Texte fourni:

Il y a tout juste un siècle, le premier traitement à base d’insuline est administré à un être humain. Un enfant de 14 ans, ne pesan tplus que 29 kilos, est sauvé in extremis. Un siècle plus tard, l'insuline a sauvé des millions de personnes diabétiques.
Il y a 100 ans ce 11 janvier 2022, le premier traitement à base d’insuline était administré à un enfant atteint de diabète. Arrivé en urgence à l’hôpital de Toronto, ne pesant plus que 29 kilos à l’âge de 14 ans, Leonard Thompson est sauvé in extremis grâce à un traitement expérimental : l’insuline était née. Difficile de chiffrer, depuis, le nombre de vies sauvées par cette hormone qui semblait à l’époque miraculeuse : elles se chiffrent en millions, en plus de permettre aux personnes diabétiques de mener une vie quasi normale.
Le diabète, une maladie millénaire

Pourtant, si le traitement a à peine un siècle d’existence, le diabète est une maladie millénaire : on en retrouve les premières traces dès l’Antiquité égyptienne, au XVe siècle avant notre ère. Dans le Papyrus Ebers, dans la section Vases du Corps, un passage décrit ainsi un “trop plein d’urine qui s’échappe”, ce qui évoque les symptômes dont souffre une personne diabétique.
Pour rappel, chez les personnes atteintes du diabète, l’organisme échoue à réguler le taux de glucose présent dans le sang, car le pancréas ne secrète pas ou pas assez d’insuline, une hormone qui permet aux sucres d’être assimilés par les cellules du corps humain. Le glucose n’étant pas assimilé par le sang, le corps manque d’énergie et va la puiser dans les graisses, en même temps qu'il cherche à éliminer l'excès de sucre. L'organisme augmente donc l’activité des reins, provoquant ainsi chez les malades une soif intense et un besoin d’uriner très fréquent.
C’est d’ailleurs de ce symptôme que provient l’origine du mot “diabète”. Dans son article Le Diabète dans la médecine grecque ancienne, la professeure Françoise Skoda rappelle ainsi qu’à partir du IIe siècle, de nombreux médecins grecs notent des symptômes qui correspondent à cette pathologie. La maladie est surnommée “maladie de la soif”, mais c’est finalement le mot “diabète” qui passe dans le langage courant. En grec ancien “diabêtès” a pour signification “siphon”, au sens de “passer à travers”, et reflète ainsi l’idée que les fluides consommés par le patient diabétique traversent le corps sans changement, comme s'ils s'écoulaient à travers un siphon.

[Entrées de données extraites]
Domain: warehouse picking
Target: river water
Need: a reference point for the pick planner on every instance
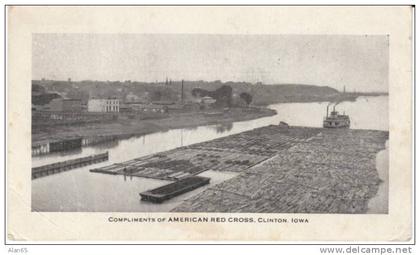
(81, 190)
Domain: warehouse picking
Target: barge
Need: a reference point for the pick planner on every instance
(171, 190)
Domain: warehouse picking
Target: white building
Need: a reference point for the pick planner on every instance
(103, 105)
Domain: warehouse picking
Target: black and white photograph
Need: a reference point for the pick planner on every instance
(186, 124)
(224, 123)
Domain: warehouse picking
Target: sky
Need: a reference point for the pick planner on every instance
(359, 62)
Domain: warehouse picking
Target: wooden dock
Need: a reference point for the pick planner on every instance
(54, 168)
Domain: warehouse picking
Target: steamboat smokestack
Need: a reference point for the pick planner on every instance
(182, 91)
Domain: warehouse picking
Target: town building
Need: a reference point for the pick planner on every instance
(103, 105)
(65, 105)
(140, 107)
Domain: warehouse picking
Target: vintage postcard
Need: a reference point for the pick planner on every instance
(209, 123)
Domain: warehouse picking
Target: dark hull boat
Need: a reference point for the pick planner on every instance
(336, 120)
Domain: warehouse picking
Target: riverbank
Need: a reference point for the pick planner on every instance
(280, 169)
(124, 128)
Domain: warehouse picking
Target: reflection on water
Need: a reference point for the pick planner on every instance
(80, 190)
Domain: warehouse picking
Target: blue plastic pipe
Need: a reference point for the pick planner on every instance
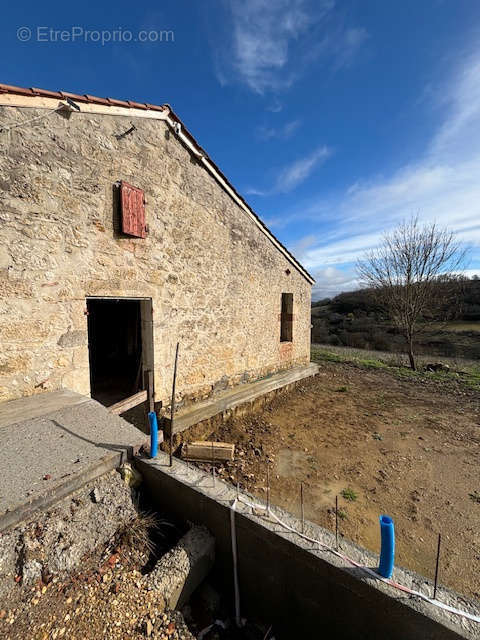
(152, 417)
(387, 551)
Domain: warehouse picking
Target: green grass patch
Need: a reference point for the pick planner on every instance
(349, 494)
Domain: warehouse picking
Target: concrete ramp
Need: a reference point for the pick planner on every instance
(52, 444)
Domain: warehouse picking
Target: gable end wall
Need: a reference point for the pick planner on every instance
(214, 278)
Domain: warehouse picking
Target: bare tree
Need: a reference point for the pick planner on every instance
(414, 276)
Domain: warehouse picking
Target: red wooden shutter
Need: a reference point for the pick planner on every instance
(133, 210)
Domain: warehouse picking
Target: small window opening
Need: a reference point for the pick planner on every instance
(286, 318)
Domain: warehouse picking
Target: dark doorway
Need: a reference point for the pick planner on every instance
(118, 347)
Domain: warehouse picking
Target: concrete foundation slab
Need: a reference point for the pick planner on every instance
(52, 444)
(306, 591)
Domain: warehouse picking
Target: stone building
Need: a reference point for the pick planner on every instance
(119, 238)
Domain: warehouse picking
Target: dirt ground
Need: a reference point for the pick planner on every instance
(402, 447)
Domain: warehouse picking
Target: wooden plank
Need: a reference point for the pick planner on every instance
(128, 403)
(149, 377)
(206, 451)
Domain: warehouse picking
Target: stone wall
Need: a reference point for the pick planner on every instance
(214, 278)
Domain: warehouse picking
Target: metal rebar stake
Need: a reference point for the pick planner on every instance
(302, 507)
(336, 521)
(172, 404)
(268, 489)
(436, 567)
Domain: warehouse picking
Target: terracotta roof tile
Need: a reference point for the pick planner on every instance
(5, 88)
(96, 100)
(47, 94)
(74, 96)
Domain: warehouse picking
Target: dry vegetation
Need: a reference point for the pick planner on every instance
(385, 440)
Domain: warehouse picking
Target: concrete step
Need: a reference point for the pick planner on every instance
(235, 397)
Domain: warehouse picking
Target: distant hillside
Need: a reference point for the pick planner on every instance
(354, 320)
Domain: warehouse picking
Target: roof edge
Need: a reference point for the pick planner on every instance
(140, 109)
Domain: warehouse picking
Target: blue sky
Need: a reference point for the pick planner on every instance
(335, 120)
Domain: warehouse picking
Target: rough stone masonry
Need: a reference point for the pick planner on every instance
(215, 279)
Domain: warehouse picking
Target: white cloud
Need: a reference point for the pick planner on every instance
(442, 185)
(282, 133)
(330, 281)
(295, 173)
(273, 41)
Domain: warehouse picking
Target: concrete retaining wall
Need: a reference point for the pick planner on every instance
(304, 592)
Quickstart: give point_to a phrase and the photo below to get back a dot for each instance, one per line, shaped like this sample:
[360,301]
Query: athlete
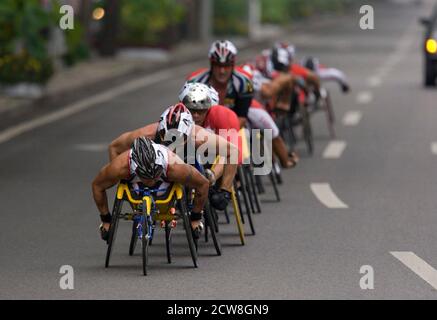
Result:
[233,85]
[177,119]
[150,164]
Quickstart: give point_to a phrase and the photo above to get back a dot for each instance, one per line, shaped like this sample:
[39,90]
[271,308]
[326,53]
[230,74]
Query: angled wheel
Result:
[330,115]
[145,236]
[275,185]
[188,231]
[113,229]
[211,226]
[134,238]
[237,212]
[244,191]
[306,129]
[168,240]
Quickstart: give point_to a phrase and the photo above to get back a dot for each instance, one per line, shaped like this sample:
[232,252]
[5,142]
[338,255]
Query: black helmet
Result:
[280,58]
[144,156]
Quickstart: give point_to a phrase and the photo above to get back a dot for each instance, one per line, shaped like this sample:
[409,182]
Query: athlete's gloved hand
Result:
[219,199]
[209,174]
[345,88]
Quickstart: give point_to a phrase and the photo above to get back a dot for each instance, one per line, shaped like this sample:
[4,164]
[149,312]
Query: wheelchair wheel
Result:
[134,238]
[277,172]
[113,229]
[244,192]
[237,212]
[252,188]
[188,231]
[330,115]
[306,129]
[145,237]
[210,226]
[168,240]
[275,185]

Consignes:
- a) Recopiez le passage du texte sur le diabète et l'insuline qui va de « Pour rappel, chez » à « d’uriner très fréquent. ».
- b) Dans le texte sur le diabète et l'insuline, reprenez sous forme de liste le paragraphe qui commence par « Pour rappel, chez les personnes atteintes du diabète » en gardant ses faits principaux.
- c) Prolongez le texte sur le diabète et l'insuline après sa dernière phrase.

Corrigé des exercices:
- a)
Pour rappel, chez les personnes atteintes du diabète, l’organisme échoue à réguler le taux de glucose présent dans le sang, car le pancréas ne secrète pas ou pas assez d’insuline, une hormone qui permet aux sucres d’être assimilés par les cellules du corps humain. Le glucose n’étant pas assimilé par le sang, le corps manque d’énergie et va la puiser dans les graisses, en même temps qu'il cherche à éliminer l'excès de sucre. L'organisme augmente donc l’activité des reins, provoquant ainsi chez les malades une soif intense et un besoin d’uriner très fréquent.

- b)
- Chez les personnes diabétiques, le corps n'arrive pas à réguler le taux de glucose dans le sang.
- Le pancréas ne produit pas ou pas assez d'insuline, l'hormone qui permet aux cellules d'assimiler les sucres.
- Le glucose n'étant pas assimilé, le corps manque d'énergie et va la chercher dans les graisses.
- En même temps, il essaie d'éliminer le surplus de sucre en faisant travailler davantage les reins.
- Résultat : une soif intense et un besoin très fréquent d'uriner.

- c)
“Capables de décrire les symptômes de l'affection au point de lui donner des dénominations qui les traduisent, les médecins de l'Antiquité n'ont en revanche pas pu trouver les facteurs responsables du diabète”, rappelle Françoise Skoda. Ils ignorent, notamment, que les urines des malades sont plus sucrées que la normale.
Une compréhension tardive
Il manque en effet aux médecins de l’Antiquité des connaissances essentielles pour comprendre que le diabète est une affection chronique liée aux taux de glucose. Il faut attendre plusieurs siècles avant que le corps médical ne réalise que les urines des diabétiques sont trop sucrées. Si en Chine les médecins s’aperçoivent dès le VIIe siècle que les urines des patients atteints du xiāo kě (pour “soif inextinguible”) sont anormales, en Europe, il faut attendre le XVIIIe siècle pour que des chimistes isolent le sucre des urines et trouvent ainsi un début d’explication.
Ce n’est qu’en 1855 que le médecin Claude Bernard commence à comprendre les origines de la maladie, comme le rappelait le neuroendocrinologiste William Rostène, dans une émission de La Méthode Scientifique : “Le grand physiologiste français qu'était Claude Bernard a montré que le foie pouvait fabriquer un précurseur du glucose, qu'il a appelé le glycogène. [...] Ensuite, il y a eu cette grande découverte qu'ont fait deux chercheurs allemands à l'Université de Strasbourg. Oskar Minkowski et Joseph Von Mering, en 1889, ont réalisé une expérience : [...] ils ont montré que lorsque la glycémie augmentait, quand on greffait un pancréas chez un animal qui n'avait plus de pancréas, la glycémie diminuait”.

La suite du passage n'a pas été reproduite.